◆ TASK BRIEF ◆
Reproduce only the portion of the listing starting at its first line and ending at the line containing "0, 128, 300, 341", swapping every occurrence of "inventory" for "audit" and leaving all else unchanged.

####################

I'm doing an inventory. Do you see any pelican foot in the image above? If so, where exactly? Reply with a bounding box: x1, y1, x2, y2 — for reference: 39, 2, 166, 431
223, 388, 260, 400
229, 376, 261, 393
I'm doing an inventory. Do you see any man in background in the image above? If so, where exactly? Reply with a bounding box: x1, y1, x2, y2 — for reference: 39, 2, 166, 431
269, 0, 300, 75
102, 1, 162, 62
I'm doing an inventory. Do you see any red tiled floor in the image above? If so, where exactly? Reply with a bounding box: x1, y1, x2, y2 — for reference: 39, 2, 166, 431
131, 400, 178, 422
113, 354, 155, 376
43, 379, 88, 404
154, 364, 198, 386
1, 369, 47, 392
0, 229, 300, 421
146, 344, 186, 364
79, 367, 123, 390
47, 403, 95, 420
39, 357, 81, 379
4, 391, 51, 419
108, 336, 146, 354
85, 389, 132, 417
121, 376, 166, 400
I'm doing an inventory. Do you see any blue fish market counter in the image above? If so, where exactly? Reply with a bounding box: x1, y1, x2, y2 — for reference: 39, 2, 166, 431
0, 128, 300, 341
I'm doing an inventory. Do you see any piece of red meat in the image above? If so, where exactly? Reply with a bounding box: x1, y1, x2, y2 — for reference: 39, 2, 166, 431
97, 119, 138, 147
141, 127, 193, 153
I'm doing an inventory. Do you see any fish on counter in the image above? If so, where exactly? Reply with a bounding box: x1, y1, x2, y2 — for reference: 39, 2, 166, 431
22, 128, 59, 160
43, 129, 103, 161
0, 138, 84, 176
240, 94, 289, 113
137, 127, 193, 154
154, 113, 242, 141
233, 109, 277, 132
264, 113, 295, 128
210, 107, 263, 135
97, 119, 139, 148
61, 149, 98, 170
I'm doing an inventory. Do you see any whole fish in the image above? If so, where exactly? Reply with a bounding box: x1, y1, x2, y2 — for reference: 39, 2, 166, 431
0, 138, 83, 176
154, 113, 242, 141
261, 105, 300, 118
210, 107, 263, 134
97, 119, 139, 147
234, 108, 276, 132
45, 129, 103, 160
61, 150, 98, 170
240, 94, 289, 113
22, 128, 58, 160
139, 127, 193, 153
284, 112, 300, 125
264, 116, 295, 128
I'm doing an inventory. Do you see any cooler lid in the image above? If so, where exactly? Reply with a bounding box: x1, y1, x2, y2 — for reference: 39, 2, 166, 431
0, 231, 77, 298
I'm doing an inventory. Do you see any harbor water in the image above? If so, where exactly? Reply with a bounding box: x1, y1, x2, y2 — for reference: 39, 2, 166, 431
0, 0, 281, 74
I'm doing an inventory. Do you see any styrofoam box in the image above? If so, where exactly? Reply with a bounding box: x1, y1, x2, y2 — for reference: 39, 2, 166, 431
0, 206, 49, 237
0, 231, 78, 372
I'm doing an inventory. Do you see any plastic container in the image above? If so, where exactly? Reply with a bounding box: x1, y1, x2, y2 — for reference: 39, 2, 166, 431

####################

◆ CORRECT OUTPUT ◆
I'm doing an audit. Do you see any pelican foot in the image above? If so, where exactly? Reply with a bounding box: x1, y1, x2, y2 — for reference: 39, 2, 166, 431
223, 388, 260, 400
229, 376, 261, 393
I'm doing an audit. Do you see any man in background in the image above? If so, where exactly? Reply with a bounding box: x1, y1, x2, y2 — for reference: 39, 2, 166, 431
269, 0, 300, 75
102, 1, 162, 62
I'm doing an audit. Do you see any red tiled floor in the image above? If so, where exactly? Reply with a bounding box: x1, y1, x2, y2 — for reference: 39, 2, 166, 431
131, 400, 178, 422
113, 354, 155, 376
43, 379, 88, 404
154, 364, 198, 386
1, 369, 47, 392
0, 229, 300, 421
146, 344, 186, 364
79, 367, 123, 390
47, 403, 95, 420
39, 357, 81, 379
4, 391, 51, 419
108, 336, 146, 354
85, 389, 132, 417
121, 376, 166, 400
I'm doing an audit. Do you see any blue fish market counter in the image above? If so, where exactly? Reply with a bounding box: x1, y1, x2, y2 — for reference: 39, 2, 166, 431
0, 128, 300, 341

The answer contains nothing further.